- _Point-based annotation data_:
══════════
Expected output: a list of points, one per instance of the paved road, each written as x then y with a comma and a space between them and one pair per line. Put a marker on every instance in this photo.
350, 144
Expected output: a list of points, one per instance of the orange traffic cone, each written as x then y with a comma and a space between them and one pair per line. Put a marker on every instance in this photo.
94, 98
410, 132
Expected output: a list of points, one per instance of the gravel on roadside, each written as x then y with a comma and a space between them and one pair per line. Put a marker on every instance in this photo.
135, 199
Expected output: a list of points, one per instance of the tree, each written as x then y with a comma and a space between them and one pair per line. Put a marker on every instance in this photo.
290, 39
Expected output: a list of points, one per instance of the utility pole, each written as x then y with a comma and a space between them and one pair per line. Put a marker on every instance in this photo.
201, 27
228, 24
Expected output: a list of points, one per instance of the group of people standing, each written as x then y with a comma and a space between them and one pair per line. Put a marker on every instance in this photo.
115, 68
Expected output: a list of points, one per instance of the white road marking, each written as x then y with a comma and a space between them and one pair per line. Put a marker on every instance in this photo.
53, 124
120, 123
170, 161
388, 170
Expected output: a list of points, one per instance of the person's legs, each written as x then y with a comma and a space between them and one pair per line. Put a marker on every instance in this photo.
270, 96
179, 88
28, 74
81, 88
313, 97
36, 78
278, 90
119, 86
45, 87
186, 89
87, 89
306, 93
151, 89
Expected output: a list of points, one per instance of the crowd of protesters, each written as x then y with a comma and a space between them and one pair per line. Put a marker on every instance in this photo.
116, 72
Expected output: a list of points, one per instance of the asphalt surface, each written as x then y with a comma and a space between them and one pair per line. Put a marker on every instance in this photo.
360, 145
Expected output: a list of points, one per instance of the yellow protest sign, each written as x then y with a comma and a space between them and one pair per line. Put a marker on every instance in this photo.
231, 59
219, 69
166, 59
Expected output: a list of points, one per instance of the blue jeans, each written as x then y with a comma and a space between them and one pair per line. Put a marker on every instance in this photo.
══════════
- _PROBLEM DETAILS_: Extract all the entries word for word.

- _OUTPUT OF THE TASK_:
Expected output: a list of points, one per instance of the paved road, each written as x then y with a comma and a space between them and one pair per line. Put a marker on every instance in this photo.
350, 144
Expected output: a list of points, one per instance of the orange traffic cone, each written as x then y with a comma and a space between them and one pair per line. Put a marker on every instance in this photo.
94, 98
410, 132
Expected output: a list of points, one per instance of the gravel on roadside, each written as x then y with a comma and a space between them and one pair per line. Put a marker on every instance in this photo.
135, 199
Expected output: a list of points, one per instance of the tree, each written as x then y with a comma and a space between them and one pair per line. Put a marker on every instance in this photo.
290, 39
Expected output: a list of points, one per instance of the utility pole, each written as x then y with a comma and a space between them and one pair per line. Put a marker on every instance in this photo.
201, 27
228, 24
Expected output: a list of points, one per instance of the group of people standing, each written as x then y with a comma and a space between them and one pair per line. Put a marker on every instance in this photo.
115, 68
Expected output: a list of points, one per instance of the white road marking, each written as x then y with a comma and a space between them and one pair per line. Put a marker on every instance in this photo.
53, 124
120, 123
170, 161
388, 170
Expected output: a list of points, one per instance of the person's legs, each written as x then y with a comma and a space between them and one pair per line. Put a marker on every instance in this photo.
270, 96
179, 88
28, 74
81, 88
313, 97
36, 78
278, 90
119, 86
45, 87
186, 89
87, 89
306, 93
151, 89
Expected output: a list of points, one per instance of the crowd of protesters, each written as x then y with a comma and a space between them and one pair per line. Put a marker on every instance in this photo.
116, 72
Expected output: a list of points, one per instance of the asphalt surface, each written as x then y with a comma and a space between them and one pair per line. Put a marker on every instance in this photo.
360, 145
Expected output: a list of points, one per instance of the yellow protest sign, each written as x then y with a comma and a space between them and one pair per line. Put a marker on every instance in this photo.
231, 59
219, 69
166, 59
Expected output: a list of points, one per instance of the blue jeans, each written as x then y with a comma and a space between them and one pair per line. Put a marker on every instance in this photo.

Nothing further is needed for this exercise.